* begin DATASET EXCERPTS *
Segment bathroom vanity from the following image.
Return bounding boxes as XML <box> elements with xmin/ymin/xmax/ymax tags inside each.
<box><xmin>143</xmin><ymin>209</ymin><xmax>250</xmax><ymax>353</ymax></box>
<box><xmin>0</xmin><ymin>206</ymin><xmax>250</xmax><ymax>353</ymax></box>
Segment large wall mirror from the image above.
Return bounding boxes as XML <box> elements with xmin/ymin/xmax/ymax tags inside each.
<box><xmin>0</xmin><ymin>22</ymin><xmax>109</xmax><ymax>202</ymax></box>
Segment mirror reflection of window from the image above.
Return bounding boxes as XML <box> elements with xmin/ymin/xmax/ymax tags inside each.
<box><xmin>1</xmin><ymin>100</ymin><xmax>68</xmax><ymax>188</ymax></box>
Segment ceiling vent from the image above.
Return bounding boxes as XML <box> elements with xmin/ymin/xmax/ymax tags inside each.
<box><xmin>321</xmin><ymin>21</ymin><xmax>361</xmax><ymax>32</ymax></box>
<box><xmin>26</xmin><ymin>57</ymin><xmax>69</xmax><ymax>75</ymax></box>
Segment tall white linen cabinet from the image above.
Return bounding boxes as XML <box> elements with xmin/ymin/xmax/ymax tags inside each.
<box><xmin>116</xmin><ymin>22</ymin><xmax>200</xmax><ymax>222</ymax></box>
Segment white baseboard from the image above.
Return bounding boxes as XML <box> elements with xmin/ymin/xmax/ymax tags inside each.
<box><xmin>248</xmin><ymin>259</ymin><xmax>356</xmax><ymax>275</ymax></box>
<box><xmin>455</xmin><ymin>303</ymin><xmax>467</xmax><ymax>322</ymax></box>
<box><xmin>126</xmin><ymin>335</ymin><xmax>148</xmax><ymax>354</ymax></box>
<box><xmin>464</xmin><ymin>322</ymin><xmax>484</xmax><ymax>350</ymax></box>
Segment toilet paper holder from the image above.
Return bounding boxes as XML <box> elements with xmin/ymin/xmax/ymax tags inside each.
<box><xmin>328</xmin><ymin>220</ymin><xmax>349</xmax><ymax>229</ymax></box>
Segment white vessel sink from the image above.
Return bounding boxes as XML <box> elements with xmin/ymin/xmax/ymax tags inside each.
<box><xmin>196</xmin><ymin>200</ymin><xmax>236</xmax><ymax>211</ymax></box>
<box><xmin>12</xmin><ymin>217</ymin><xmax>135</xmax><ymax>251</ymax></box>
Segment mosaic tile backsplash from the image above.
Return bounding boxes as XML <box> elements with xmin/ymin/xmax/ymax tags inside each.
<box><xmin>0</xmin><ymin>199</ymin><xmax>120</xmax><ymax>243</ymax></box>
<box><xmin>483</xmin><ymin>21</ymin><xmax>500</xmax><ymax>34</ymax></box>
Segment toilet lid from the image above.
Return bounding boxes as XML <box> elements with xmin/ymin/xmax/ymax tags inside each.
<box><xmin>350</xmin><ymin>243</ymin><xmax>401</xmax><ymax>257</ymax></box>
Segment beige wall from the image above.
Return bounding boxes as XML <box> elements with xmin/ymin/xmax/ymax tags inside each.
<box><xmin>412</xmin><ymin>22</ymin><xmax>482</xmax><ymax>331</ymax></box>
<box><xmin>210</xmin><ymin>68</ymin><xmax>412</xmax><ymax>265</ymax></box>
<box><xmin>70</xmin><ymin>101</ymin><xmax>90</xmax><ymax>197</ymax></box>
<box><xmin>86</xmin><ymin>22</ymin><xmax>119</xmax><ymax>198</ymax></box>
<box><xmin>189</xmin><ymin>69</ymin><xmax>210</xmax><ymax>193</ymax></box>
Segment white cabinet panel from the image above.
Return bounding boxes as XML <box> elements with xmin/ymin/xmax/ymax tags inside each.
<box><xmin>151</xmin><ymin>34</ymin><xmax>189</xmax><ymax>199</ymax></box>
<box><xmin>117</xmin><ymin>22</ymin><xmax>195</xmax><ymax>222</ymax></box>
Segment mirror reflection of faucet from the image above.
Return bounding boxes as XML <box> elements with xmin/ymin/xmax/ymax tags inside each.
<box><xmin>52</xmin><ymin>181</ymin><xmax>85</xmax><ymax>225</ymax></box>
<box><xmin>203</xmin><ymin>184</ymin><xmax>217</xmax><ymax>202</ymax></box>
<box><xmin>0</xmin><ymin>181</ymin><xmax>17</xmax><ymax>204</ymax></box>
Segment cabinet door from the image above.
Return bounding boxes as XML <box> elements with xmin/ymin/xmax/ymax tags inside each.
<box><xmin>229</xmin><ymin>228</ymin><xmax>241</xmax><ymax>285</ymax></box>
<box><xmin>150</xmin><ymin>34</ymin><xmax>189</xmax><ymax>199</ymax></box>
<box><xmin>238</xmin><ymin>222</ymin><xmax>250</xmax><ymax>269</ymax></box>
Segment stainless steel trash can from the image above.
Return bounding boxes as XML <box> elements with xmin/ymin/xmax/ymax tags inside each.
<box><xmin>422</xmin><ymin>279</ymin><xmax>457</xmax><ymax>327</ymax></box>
* end DATASET EXCERPTS *
Set all of the records down again, exactly as they stand.

Segment bathroom vanity from the following image.
Return bounding boxes as XML <box> elements with xmin/ymin/xmax/ymax tags inside each.
<box><xmin>143</xmin><ymin>209</ymin><xmax>250</xmax><ymax>353</ymax></box>
<box><xmin>0</xmin><ymin>206</ymin><xmax>250</xmax><ymax>353</ymax></box>
Segment large wall mirror from the image above.
Return bounding boxes as XML <box> elements with xmin/ymin/xmax/ymax tags inside each.
<box><xmin>0</xmin><ymin>22</ymin><xmax>109</xmax><ymax>202</ymax></box>
Segment mirror reflection of window from the image above.
Return bounding boxes as XML <box> elements with xmin/ymin/xmax/ymax tags inside each.
<box><xmin>1</xmin><ymin>100</ymin><xmax>68</xmax><ymax>188</ymax></box>
Segment ceiling vent from the image above.
Return bounding boxes as XML <box> elements with xmin/ymin/xmax/ymax tags inside each.
<box><xmin>321</xmin><ymin>21</ymin><xmax>361</xmax><ymax>32</ymax></box>
<box><xmin>26</xmin><ymin>57</ymin><xmax>69</xmax><ymax>75</ymax></box>
Segment tall white linen cabinet from the image above.
Return bounding boxes as XML <box> elements with xmin/ymin/xmax/ymax tags inside each.
<box><xmin>116</xmin><ymin>22</ymin><xmax>200</xmax><ymax>222</ymax></box>
Segment white baseboard from the image above.
Return bounding boxes as XML <box> elements with xmin/ymin/xmax/ymax tags inside each.
<box><xmin>248</xmin><ymin>259</ymin><xmax>356</xmax><ymax>275</ymax></box>
<box><xmin>455</xmin><ymin>303</ymin><xmax>467</xmax><ymax>322</ymax></box>
<box><xmin>126</xmin><ymin>335</ymin><xmax>148</xmax><ymax>354</ymax></box>
<box><xmin>464</xmin><ymin>322</ymin><xmax>484</xmax><ymax>350</ymax></box>
Segment toilet paper holder from the image above.
Return bounding boxes as XML <box> elements with xmin/ymin/xmax/ymax tags inside each.
<box><xmin>328</xmin><ymin>220</ymin><xmax>349</xmax><ymax>229</ymax></box>
Segment white vessel sink from the image above.
Return bounding boxes as XML <box> elements with xmin/ymin/xmax/ymax tags inside each.
<box><xmin>196</xmin><ymin>200</ymin><xmax>236</xmax><ymax>211</ymax></box>
<box><xmin>12</xmin><ymin>217</ymin><xmax>135</xmax><ymax>251</ymax></box>
Segment mosaic tile backsplash from the image above.
Return bounding boxes as XML <box> elements with xmin/ymin/xmax/ymax tags inside each.
<box><xmin>0</xmin><ymin>199</ymin><xmax>120</xmax><ymax>243</ymax></box>
<box><xmin>483</xmin><ymin>21</ymin><xmax>500</xmax><ymax>34</ymax></box>
Segment toilet lid from the image above.
Return bounding boxes as XML <box> elements with xmin/ymin/xmax/ymax tags inside each.
<box><xmin>350</xmin><ymin>243</ymin><xmax>401</xmax><ymax>257</ymax></box>
Segment beige wall from the image above.
Return bounding boxes as XML <box> elements with xmin/ymin/xmax/ymax tags inside each.
<box><xmin>412</xmin><ymin>22</ymin><xmax>482</xmax><ymax>331</ymax></box>
<box><xmin>210</xmin><ymin>68</ymin><xmax>412</xmax><ymax>265</ymax></box>
<box><xmin>70</xmin><ymin>101</ymin><xmax>90</xmax><ymax>197</ymax></box>
<box><xmin>86</xmin><ymin>22</ymin><xmax>119</xmax><ymax>198</ymax></box>
<box><xmin>189</xmin><ymin>69</ymin><xmax>210</xmax><ymax>193</ymax></box>
Segment white cabinet panel from the image above.
Return bounding boxes as XML <box> elements with xmin/ymin/xmax/ymax tags inside each.
<box><xmin>151</xmin><ymin>34</ymin><xmax>189</xmax><ymax>199</ymax></box>
<box><xmin>117</xmin><ymin>22</ymin><xmax>195</xmax><ymax>222</ymax></box>
Segment mirror reflection of faucet from the image above.
Return bounding boxes as XML <box> elements with xmin/ymin/xmax/ymax tags inside each.
<box><xmin>52</xmin><ymin>181</ymin><xmax>85</xmax><ymax>225</ymax></box>
<box><xmin>203</xmin><ymin>184</ymin><xmax>217</xmax><ymax>202</ymax></box>
<box><xmin>0</xmin><ymin>181</ymin><xmax>17</xmax><ymax>204</ymax></box>
Segment cabinet door from the image above.
Return bounding boxes as XML <box> elements with xmin/ymin/xmax/ymax tags inside each.
<box><xmin>229</xmin><ymin>228</ymin><xmax>241</xmax><ymax>285</ymax></box>
<box><xmin>150</xmin><ymin>34</ymin><xmax>189</xmax><ymax>199</ymax></box>
<box><xmin>238</xmin><ymin>222</ymin><xmax>250</xmax><ymax>269</ymax></box>
Segment stainless steel trash can from the image above.
Return bounding boxes as XML <box> elements with xmin/ymin/xmax/ymax tags inside each.
<box><xmin>422</xmin><ymin>279</ymin><xmax>457</xmax><ymax>327</ymax></box>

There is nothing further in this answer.